# Exercise brief:
Rewrite all of the records below, switching every "innermost" to "central" and keeping everything else the same.

# Entries supplied:
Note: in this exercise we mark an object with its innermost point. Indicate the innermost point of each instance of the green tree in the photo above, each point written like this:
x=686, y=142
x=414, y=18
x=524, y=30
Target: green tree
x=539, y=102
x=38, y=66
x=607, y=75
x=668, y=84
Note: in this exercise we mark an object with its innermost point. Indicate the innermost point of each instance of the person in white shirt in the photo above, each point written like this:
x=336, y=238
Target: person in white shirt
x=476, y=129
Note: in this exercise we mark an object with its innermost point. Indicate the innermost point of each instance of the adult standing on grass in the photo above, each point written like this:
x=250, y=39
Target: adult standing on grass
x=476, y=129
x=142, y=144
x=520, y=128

# Solved exercise:
Note: in this exercise we mark an object with its central point. Indicate the central point of each instance of the green tree in the photo above, each point written like this:
x=686, y=142
x=414, y=18
x=524, y=30
Target: green tree
x=539, y=102
x=38, y=66
x=607, y=75
x=668, y=84
Note: in this exercise we mark an object with its central point. Indicate the central point of each instance of the person in white shirt in the photo above, each point written like this:
x=336, y=238
Target: person in white shirt
x=476, y=129
Note: in this exercise we mark an object with its central point. Indicate the central point of each instance of the adult standing on grass in the photo above, each point written like this:
x=250, y=39
Target: adult standing on grass
x=476, y=129
x=142, y=144
x=520, y=128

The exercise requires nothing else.